* What to work on
Reproduce the precision-recall layer issue thread word for word, from "Please implement calculation" up to and including "void CPrecisionRecallLayer::RunOnceAfterReset()".

* Page text
============
Speed issue of precision-recall quality control layer #456

MaratKhabibullin · 2021-09-29T12:30:45Z

Please implement calculation of positivesCorrect, positivesTotal, negativesCorrect, negativesTotal on device side.

neoml/NeoML/src/Dnn/Layers/PrecisionRecallLayer.cpp

Lines 65 to 91 in 7b76536

    
           void CPrecisionRecallLayer::RunOnceAfterReset() 
        
           { 
        
           	CPtr<CDnnBlob> inputBlob = inputBlobs[0]; 
        
           	CPtr<CDnnBlob> expectedLabelsBlob = inputBlobs[1]; 
        
           	CArray<float> labels; 
        
           	labels.SetSize( expectedLabelsBlob->GetObjectCount() ); 
        
           	expectedLabelsBlob->CopyTo( labels.GetPtr(), labels.Size() ); 
        
           	CArray<float> networkOutputs; 
        
           	networkOutputs.SetSize( inputBlob->GetObjectCount() ); 
        
           	inputBlob->CopyTo( networkOutputs.GetPtr(), networkOutputs.Size() ); 
        
           	for( int i = 0; i < inputBlob->GetObjectCount(); i++ ) { 
        
           		if( labels[i] > 0 ) { 
        
           			if( networkOutputs[i] >= 0 ) { 
        
           				positivesCorrect++; 
        
           			} 
        
           			positivesTotal++; 
        
           		} else { 
        
           			if( networkOutputs[i] < 0 ) { 
        
           				negativesCorrect++; 
        
           			} 
        
           			negativesTotal++; 
        
           		} 
        
           	}

The text was updated successfully, but these errors were encountered:

MaratKhabibullin · 2021-09-29T12:38:42Z

Example:

	
	CConstFloatHandle groundtruth = inputBlobs[1]->GetData();

	CConstFloatHandle notIgnoredSegmentsMask = inputBlobs[2]->GetData();

	const int vectorSize = inputBlobs[0]->GetDataSize();

	CFloatHandleStackVar minusOne( MathEngine() );
	minusOne.SetValue( -1.f );
	CFloatHandleStackVar zero( MathEngine() );
	zero.SetValue( 0.0f );
	CFloatHandleStackVar ones( MathEngine(), vectorSize );
	MathEngine().VectorFill( ones, 1.0f, vectorSize );
	
	//маска элементов классифицированных как положительный класс.
============
[Region annotation entries]

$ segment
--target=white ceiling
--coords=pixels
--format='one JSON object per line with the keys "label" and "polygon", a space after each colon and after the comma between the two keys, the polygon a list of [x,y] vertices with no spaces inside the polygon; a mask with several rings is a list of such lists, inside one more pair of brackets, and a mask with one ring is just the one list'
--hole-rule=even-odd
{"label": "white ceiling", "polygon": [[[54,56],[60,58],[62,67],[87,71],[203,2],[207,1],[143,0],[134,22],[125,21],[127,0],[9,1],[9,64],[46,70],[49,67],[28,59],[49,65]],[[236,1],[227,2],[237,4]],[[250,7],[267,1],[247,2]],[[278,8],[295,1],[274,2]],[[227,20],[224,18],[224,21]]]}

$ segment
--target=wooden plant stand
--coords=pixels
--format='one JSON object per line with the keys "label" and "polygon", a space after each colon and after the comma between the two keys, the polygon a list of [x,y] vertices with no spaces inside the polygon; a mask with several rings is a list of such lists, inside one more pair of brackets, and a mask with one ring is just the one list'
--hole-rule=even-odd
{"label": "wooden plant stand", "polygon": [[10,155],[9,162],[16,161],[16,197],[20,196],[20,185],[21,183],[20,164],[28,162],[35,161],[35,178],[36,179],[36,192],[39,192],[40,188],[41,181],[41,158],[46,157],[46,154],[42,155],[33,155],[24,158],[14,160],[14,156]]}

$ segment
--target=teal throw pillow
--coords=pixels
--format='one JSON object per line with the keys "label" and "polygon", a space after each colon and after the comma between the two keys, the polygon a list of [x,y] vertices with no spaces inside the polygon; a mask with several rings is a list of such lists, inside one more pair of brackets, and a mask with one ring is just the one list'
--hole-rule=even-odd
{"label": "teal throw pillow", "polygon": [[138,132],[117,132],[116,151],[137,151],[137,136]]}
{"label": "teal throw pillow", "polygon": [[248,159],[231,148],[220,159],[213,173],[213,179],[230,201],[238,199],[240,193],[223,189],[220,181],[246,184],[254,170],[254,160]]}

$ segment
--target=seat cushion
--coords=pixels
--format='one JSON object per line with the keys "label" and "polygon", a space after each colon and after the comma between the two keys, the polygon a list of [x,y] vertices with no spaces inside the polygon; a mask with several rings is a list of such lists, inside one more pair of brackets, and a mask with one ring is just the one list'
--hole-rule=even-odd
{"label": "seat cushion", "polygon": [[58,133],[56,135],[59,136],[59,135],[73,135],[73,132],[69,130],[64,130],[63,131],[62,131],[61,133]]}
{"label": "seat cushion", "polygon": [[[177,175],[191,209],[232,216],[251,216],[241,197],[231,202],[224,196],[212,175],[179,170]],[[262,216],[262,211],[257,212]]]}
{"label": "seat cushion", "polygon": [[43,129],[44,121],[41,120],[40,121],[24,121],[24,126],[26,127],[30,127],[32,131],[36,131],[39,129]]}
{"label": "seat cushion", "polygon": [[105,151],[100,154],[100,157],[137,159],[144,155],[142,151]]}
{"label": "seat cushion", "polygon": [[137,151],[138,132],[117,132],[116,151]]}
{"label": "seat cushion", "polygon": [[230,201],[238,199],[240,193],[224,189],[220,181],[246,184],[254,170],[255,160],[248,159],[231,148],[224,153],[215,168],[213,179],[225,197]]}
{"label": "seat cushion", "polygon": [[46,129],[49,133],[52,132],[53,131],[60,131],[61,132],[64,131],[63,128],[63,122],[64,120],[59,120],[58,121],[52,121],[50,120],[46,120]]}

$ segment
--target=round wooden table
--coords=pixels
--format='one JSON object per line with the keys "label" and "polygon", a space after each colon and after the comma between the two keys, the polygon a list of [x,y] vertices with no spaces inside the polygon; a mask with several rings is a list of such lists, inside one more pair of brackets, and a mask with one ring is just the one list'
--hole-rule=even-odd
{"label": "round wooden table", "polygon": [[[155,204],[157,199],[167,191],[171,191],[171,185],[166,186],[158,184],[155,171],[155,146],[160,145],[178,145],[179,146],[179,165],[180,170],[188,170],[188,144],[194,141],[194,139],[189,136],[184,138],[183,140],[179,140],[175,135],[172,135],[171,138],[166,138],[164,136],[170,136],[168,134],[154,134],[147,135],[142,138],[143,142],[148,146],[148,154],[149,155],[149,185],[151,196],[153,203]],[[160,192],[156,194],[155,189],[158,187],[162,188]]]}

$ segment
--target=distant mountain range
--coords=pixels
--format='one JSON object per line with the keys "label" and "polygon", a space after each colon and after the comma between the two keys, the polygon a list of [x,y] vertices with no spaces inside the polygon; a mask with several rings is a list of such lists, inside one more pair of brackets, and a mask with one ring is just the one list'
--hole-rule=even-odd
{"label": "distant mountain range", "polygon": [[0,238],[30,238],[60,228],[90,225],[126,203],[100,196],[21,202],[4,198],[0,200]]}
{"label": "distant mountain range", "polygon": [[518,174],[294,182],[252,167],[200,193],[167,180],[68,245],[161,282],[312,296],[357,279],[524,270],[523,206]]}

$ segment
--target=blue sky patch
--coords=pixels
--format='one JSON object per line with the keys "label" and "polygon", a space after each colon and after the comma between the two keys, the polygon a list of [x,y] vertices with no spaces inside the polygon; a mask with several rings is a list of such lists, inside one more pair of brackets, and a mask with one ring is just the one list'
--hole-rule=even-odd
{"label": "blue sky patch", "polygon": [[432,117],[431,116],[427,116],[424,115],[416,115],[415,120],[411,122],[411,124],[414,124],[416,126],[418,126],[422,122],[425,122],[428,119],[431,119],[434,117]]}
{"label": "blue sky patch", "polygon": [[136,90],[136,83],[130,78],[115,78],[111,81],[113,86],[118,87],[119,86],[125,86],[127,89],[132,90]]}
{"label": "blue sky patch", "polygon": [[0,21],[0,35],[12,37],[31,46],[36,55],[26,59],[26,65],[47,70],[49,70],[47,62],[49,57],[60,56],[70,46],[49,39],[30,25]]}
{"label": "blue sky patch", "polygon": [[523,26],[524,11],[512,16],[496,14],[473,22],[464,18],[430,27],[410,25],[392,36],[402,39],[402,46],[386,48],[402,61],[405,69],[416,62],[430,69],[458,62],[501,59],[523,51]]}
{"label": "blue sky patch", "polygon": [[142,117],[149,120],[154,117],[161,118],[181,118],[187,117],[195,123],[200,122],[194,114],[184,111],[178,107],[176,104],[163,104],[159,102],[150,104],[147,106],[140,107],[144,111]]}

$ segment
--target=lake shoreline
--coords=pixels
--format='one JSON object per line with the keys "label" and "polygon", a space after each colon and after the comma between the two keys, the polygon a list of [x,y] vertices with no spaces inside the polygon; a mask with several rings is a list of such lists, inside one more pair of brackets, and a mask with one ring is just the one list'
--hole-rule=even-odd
============
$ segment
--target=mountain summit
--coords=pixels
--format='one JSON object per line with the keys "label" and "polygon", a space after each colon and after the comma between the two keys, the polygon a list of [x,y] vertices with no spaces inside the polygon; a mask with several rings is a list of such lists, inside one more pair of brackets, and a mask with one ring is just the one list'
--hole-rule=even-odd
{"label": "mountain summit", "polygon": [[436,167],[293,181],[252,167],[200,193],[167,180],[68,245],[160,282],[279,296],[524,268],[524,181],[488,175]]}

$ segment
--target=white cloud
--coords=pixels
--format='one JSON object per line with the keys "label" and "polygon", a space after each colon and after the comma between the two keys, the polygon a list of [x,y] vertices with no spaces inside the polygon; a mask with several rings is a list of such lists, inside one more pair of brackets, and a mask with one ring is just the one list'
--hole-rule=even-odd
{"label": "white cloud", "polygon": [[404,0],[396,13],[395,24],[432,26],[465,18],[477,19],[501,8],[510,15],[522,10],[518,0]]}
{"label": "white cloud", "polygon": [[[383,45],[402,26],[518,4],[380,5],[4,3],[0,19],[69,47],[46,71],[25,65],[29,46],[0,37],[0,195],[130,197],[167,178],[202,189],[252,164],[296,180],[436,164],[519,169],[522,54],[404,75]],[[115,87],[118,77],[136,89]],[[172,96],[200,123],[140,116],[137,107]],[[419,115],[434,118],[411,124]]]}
============
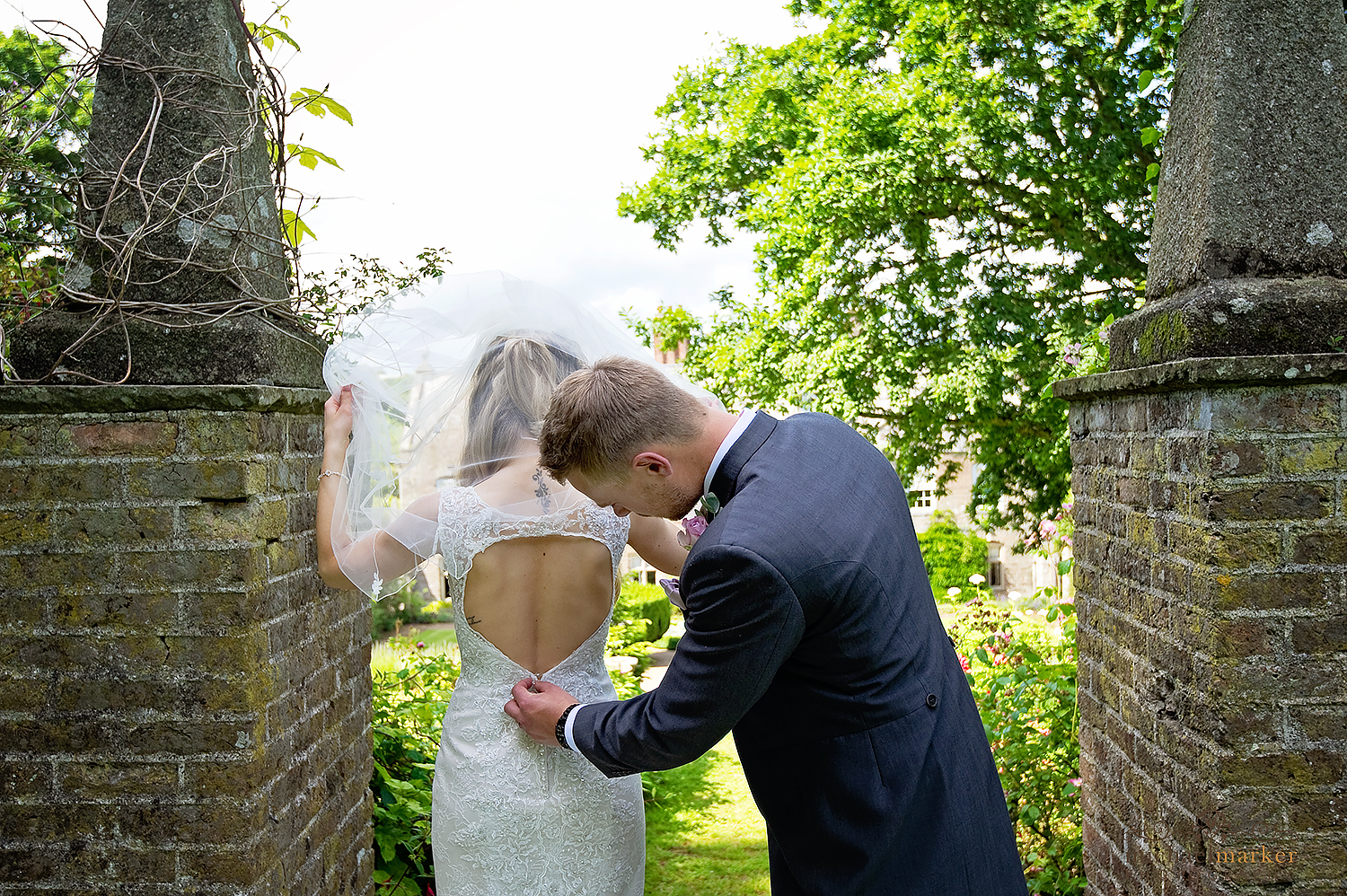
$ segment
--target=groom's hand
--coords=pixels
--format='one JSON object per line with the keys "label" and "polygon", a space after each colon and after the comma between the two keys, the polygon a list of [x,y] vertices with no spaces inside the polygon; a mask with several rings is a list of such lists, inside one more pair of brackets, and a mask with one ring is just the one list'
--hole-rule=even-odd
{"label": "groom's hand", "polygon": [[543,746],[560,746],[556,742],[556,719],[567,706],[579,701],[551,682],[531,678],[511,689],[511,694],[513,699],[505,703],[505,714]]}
============
* Response to this task
Please implement calculation of positivesCorrect, positivesTotal, negativesCorrect, negativesTotal on device side.

neoml/NeoML/src/Dnn/Layers/PrecisionRecallLayer.cpp

Lines 65 to 91 in 7b76536

    
           void CPrecisionRecallLayer::RunOnceAfterReset()